** DATA FOR THIS TASK **
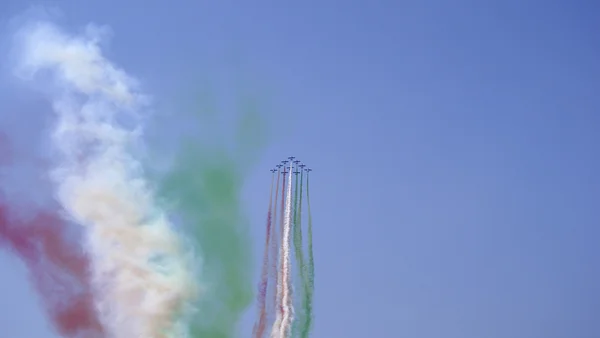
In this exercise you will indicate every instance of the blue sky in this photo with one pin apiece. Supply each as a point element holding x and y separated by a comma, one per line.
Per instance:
<point>455,148</point>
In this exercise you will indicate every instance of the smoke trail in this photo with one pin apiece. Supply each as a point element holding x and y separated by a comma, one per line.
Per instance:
<point>279,288</point>
<point>310,273</point>
<point>205,185</point>
<point>58,271</point>
<point>301,321</point>
<point>57,266</point>
<point>286,299</point>
<point>139,271</point>
<point>275,251</point>
<point>259,328</point>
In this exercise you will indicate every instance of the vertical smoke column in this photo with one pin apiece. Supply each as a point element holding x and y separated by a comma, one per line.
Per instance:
<point>300,322</point>
<point>57,266</point>
<point>286,299</point>
<point>259,327</point>
<point>275,331</point>
<point>204,186</point>
<point>139,270</point>
<point>310,269</point>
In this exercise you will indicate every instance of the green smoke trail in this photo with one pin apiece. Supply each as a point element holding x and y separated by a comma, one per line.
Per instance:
<point>300,322</point>
<point>205,184</point>
<point>310,270</point>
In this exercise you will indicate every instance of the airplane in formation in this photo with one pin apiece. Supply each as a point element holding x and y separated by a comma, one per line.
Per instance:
<point>298,169</point>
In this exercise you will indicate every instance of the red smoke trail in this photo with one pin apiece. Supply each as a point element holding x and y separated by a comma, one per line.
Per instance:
<point>280,267</point>
<point>275,243</point>
<point>262,292</point>
<point>58,267</point>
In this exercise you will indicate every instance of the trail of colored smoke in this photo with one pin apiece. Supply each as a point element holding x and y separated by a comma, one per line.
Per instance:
<point>58,271</point>
<point>301,321</point>
<point>139,270</point>
<point>286,299</point>
<point>275,249</point>
<point>205,185</point>
<point>58,268</point>
<point>310,273</point>
<point>279,269</point>
<point>259,328</point>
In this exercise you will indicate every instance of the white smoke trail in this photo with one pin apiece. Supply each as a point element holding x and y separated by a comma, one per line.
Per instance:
<point>140,272</point>
<point>283,331</point>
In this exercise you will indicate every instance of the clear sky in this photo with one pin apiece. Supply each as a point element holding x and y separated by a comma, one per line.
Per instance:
<point>454,145</point>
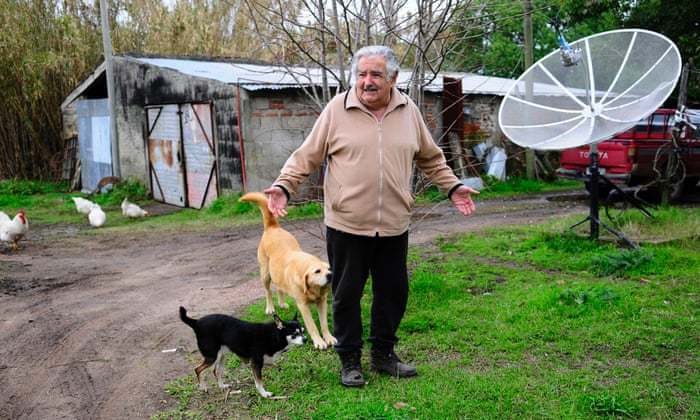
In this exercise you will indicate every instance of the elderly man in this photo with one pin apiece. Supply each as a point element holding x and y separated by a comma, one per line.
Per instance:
<point>369,136</point>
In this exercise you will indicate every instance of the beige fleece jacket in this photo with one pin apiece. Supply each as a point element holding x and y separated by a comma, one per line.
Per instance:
<point>367,184</point>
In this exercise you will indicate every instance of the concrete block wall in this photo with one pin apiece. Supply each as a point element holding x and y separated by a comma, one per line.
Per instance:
<point>278,121</point>
<point>484,112</point>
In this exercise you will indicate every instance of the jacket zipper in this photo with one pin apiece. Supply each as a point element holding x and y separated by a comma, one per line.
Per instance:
<point>381,175</point>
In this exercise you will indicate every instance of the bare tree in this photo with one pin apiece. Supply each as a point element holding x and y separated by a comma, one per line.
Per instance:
<point>418,34</point>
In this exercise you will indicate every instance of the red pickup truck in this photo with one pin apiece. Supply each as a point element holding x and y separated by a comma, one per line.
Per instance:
<point>627,159</point>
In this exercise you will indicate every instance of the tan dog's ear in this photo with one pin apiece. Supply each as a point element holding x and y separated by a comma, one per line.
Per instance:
<point>306,282</point>
<point>278,321</point>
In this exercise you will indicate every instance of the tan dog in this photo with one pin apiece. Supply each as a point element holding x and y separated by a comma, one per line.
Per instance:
<point>300,275</point>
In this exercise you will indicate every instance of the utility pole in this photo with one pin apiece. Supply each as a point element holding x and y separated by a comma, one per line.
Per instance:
<point>678,125</point>
<point>527,32</point>
<point>111,97</point>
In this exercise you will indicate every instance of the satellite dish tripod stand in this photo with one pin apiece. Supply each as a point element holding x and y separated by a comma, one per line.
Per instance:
<point>594,181</point>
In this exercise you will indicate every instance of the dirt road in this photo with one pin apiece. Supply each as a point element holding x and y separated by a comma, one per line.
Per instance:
<point>84,319</point>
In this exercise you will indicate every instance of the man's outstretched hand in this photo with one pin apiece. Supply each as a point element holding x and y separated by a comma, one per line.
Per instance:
<point>277,201</point>
<point>461,198</point>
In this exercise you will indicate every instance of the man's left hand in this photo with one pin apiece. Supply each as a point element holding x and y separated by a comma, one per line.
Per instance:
<point>461,198</point>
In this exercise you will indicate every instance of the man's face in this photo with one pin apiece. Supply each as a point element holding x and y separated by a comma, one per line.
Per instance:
<point>373,86</point>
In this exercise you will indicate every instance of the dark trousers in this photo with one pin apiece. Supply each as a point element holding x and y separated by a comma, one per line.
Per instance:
<point>352,259</point>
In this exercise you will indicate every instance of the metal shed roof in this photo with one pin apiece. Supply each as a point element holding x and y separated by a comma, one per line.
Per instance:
<point>256,77</point>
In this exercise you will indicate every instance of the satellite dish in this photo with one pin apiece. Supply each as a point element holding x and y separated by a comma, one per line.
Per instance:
<point>620,77</point>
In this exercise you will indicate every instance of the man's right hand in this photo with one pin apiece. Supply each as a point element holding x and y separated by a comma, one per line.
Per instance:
<point>276,201</point>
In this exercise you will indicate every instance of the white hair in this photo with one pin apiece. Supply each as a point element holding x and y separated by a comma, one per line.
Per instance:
<point>392,64</point>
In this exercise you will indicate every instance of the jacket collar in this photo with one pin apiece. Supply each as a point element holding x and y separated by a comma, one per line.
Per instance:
<point>397,99</point>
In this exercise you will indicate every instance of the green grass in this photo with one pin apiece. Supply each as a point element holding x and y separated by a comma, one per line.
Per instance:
<point>512,322</point>
<point>51,204</point>
<point>511,187</point>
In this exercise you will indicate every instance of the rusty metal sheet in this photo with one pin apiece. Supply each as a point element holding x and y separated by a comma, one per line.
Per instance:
<point>164,154</point>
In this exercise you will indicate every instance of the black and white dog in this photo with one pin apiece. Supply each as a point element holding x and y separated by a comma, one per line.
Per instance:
<point>256,343</point>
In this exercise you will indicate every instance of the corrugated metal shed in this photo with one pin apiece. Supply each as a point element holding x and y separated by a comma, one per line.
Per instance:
<point>256,77</point>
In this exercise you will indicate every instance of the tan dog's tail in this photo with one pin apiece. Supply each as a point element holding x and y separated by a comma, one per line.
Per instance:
<point>268,219</point>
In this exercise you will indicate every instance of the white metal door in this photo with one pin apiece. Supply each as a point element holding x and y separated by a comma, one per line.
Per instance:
<point>200,154</point>
<point>165,154</point>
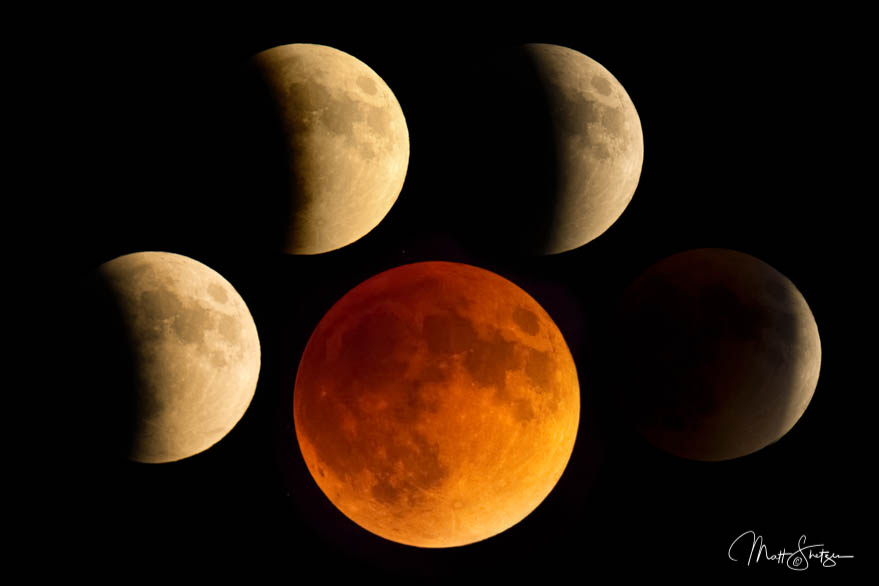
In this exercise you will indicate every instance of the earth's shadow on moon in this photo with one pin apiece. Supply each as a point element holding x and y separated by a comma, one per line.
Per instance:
<point>670,336</point>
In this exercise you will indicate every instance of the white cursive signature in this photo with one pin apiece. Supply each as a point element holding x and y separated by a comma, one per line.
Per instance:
<point>795,560</point>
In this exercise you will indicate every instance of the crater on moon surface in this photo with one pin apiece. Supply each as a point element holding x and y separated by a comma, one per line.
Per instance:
<point>421,402</point>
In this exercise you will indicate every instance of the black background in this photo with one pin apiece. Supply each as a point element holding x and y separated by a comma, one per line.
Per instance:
<point>754,140</point>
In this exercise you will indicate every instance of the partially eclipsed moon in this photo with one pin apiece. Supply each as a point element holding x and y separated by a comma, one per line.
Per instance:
<point>193,349</point>
<point>724,354</point>
<point>348,144</point>
<point>561,152</point>
<point>436,404</point>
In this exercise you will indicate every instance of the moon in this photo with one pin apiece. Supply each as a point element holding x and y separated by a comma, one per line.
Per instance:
<point>192,351</point>
<point>436,404</point>
<point>347,144</point>
<point>722,351</point>
<point>564,147</point>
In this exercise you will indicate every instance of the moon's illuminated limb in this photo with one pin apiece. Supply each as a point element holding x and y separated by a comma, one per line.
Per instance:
<point>194,352</point>
<point>348,144</point>
<point>722,354</point>
<point>436,404</point>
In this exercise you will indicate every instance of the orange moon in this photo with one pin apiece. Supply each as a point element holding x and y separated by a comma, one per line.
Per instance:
<point>436,404</point>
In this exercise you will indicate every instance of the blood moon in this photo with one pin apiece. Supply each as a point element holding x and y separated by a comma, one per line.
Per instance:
<point>436,404</point>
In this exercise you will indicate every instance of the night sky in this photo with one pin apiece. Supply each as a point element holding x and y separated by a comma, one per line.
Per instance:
<point>750,144</point>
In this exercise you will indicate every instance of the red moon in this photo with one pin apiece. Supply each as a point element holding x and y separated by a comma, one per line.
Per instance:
<point>436,404</point>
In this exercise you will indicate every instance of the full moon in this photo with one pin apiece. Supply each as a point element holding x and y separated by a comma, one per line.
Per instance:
<point>347,143</point>
<point>436,404</point>
<point>723,354</point>
<point>564,147</point>
<point>192,350</point>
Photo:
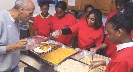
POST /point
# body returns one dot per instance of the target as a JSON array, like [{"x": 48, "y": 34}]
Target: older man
[{"x": 10, "y": 45}]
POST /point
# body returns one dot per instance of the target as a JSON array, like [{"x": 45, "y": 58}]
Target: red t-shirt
[
  {"x": 111, "y": 49},
  {"x": 42, "y": 25},
  {"x": 122, "y": 62},
  {"x": 110, "y": 15},
  {"x": 87, "y": 36},
  {"x": 83, "y": 18},
  {"x": 65, "y": 22}
]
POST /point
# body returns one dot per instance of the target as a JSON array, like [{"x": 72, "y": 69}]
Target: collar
[
  {"x": 11, "y": 17},
  {"x": 43, "y": 16},
  {"x": 124, "y": 45}
]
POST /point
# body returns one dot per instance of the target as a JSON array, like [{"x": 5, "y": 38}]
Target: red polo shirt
[
  {"x": 122, "y": 62},
  {"x": 110, "y": 15},
  {"x": 83, "y": 18},
  {"x": 68, "y": 21},
  {"x": 42, "y": 25},
  {"x": 87, "y": 36},
  {"x": 111, "y": 49}
]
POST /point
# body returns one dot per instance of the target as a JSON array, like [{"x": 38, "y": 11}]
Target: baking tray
[
  {"x": 50, "y": 42},
  {"x": 97, "y": 69},
  {"x": 50, "y": 63},
  {"x": 88, "y": 55}
]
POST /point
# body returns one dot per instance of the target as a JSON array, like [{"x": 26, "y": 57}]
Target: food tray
[
  {"x": 73, "y": 65},
  {"x": 52, "y": 49},
  {"x": 86, "y": 57},
  {"x": 52, "y": 64}
]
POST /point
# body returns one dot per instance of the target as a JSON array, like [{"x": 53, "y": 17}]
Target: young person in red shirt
[
  {"x": 62, "y": 20},
  {"x": 110, "y": 48},
  {"x": 90, "y": 31},
  {"x": 87, "y": 9},
  {"x": 119, "y": 30},
  {"x": 42, "y": 22}
]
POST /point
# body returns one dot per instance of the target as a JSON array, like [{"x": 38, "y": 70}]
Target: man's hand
[
  {"x": 32, "y": 47},
  {"x": 57, "y": 33},
  {"x": 21, "y": 44}
]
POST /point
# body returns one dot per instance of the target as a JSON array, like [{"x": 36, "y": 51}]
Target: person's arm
[
  {"x": 102, "y": 46},
  {"x": 72, "y": 41}
]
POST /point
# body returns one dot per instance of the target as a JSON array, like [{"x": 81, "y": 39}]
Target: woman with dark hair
[
  {"x": 89, "y": 31},
  {"x": 87, "y": 9},
  {"x": 42, "y": 22},
  {"x": 107, "y": 45},
  {"x": 119, "y": 30},
  {"x": 62, "y": 20}
]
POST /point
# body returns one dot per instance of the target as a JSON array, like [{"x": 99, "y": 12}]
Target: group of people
[{"x": 64, "y": 27}]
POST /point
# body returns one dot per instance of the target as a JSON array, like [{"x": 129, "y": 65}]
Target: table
[{"x": 35, "y": 62}]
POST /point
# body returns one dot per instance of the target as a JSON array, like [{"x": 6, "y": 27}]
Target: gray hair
[{"x": 21, "y": 3}]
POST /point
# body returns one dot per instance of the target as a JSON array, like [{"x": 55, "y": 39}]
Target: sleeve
[
  {"x": 106, "y": 40},
  {"x": 117, "y": 67},
  {"x": 99, "y": 39},
  {"x": 3, "y": 40},
  {"x": 34, "y": 26},
  {"x": 107, "y": 21},
  {"x": 74, "y": 22}
]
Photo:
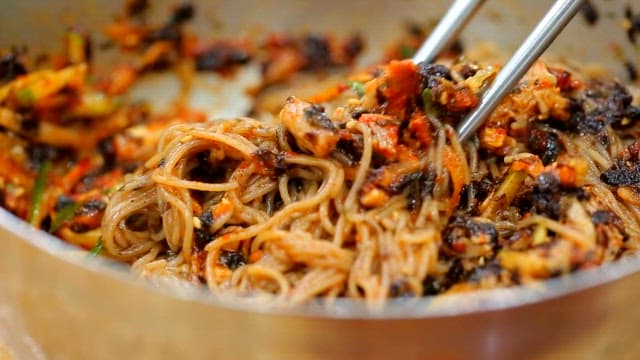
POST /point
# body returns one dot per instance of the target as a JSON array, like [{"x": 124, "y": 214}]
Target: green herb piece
[
  {"x": 38, "y": 192},
  {"x": 430, "y": 107},
  {"x": 97, "y": 248},
  {"x": 62, "y": 216},
  {"x": 356, "y": 86},
  {"x": 25, "y": 97},
  {"x": 406, "y": 51}
]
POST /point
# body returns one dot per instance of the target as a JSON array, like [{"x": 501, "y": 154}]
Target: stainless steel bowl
[{"x": 57, "y": 302}]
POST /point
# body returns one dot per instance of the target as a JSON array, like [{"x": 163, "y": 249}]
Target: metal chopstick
[
  {"x": 535, "y": 44},
  {"x": 447, "y": 29}
]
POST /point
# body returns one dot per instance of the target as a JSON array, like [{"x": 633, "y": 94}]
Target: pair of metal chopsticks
[{"x": 535, "y": 44}]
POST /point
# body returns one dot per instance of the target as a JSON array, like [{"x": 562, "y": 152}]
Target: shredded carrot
[
  {"x": 401, "y": 82},
  {"x": 531, "y": 165},
  {"x": 328, "y": 94},
  {"x": 455, "y": 167},
  {"x": 420, "y": 128}
]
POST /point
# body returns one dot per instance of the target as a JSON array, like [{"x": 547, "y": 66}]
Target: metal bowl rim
[{"x": 415, "y": 308}]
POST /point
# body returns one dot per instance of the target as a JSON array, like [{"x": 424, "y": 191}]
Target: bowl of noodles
[{"x": 278, "y": 180}]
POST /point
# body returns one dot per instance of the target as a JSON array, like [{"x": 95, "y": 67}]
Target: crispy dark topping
[
  {"x": 182, "y": 13},
  {"x": 201, "y": 238},
  {"x": 63, "y": 201},
  {"x": 136, "y": 7},
  {"x": 632, "y": 70},
  {"x": 91, "y": 207},
  {"x": 621, "y": 174},
  {"x": 317, "y": 117},
  {"x": 232, "y": 259},
  {"x": 602, "y": 104},
  {"x": 317, "y": 54},
  {"x": 589, "y": 13},
  {"x": 353, "y": 47},
  {"x": 430, "y": 74}
]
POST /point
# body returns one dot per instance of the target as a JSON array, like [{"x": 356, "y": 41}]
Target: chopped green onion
[
  {"x": 430, "y": 107},
  {"x": 62, "y": 216},
  {"x": 356, "y": 86},
  {"x": 406, "y": 51},
  {"x": 38, "y": 192},
  {"x": 97, "y": 248}
]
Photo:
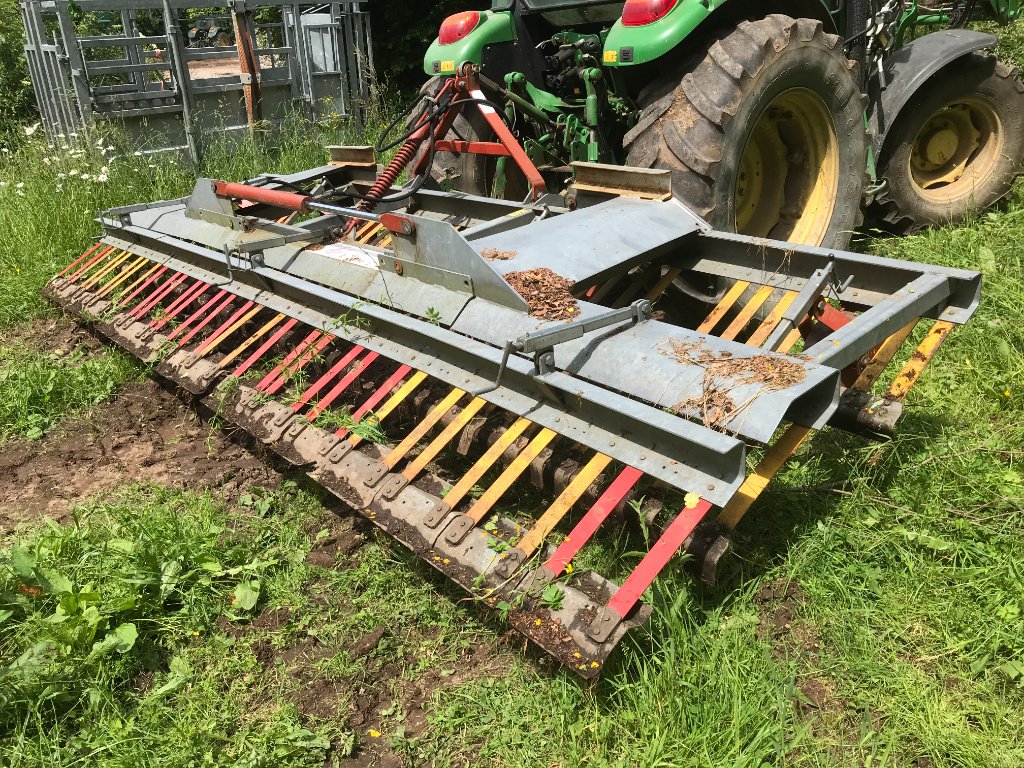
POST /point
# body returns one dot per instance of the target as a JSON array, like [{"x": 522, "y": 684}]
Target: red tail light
[
  {"x": 641, "y": 12},
  {"x": 456, "y": 27}
]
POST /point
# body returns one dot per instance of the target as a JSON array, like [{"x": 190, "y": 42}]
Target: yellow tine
[
  {"x": 926, "y": 350},
  {"x": 109, "y": 267},
  {"x": 125, "y": 274},
  {"x": 730, "y": 298},
  {"x": 760, "y": 336},
  {"x": 883, "y": 357},
  {"x": 663, "y": 285},
  {"x": 423, "y": 427},
  {"x": 790, "y": 341},
  {"x": 251, "y": 340},
  {"x": 393, "y": 401},
  {"x": 235, "y": 327},
  {"x": 140, "y": 279},
  {"x": 560, "y": 507},
  {"x": 511, "y": 473},
  {"x": 369, "y": 232},
  {"x": 760, "y": 477},
  {"x": 438, "y": 443},
  {"x": 747, "y": 313},
  {"x": 485, "y": 462}
]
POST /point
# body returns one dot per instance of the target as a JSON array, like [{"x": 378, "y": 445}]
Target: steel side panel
[{"x": 591, "y": 244}]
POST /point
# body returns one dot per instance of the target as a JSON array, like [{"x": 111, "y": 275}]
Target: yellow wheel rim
[
  {"x": 788, "y": 172},
  {"x": 955, "y": 150}
]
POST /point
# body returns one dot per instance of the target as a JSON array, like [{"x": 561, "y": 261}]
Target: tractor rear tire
[
  {"x": 765, "y": 135},
  {"x": 955, "y": 147}
]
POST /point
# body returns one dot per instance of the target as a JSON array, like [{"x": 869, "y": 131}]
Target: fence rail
[{"x": 173, "y": 76}]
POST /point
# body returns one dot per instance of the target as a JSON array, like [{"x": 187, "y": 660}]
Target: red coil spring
[{"x": 387, "y": 177}]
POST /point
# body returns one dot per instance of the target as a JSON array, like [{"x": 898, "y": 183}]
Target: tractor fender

** PROBLEM STATEMENT **
Set down, exactly and in full, the lines from the one containing "Target: fence rail" through the end of the entries; no other line belongs.

** RESULT OF THIS EXERCISE **
Target: fence rail
[{"x": 173, "y": 76}]
POST /point
# body returns one dot per instance of the target as a JSON array, like [{"x": 187, "y": 660}]
Target: red coil spring
[{"x": 387, "y": 177}]
POST /point
# body returns one dot per instance of the target as a JSON array, like [{"x": 898, "y": 183}]
Target: tractor fender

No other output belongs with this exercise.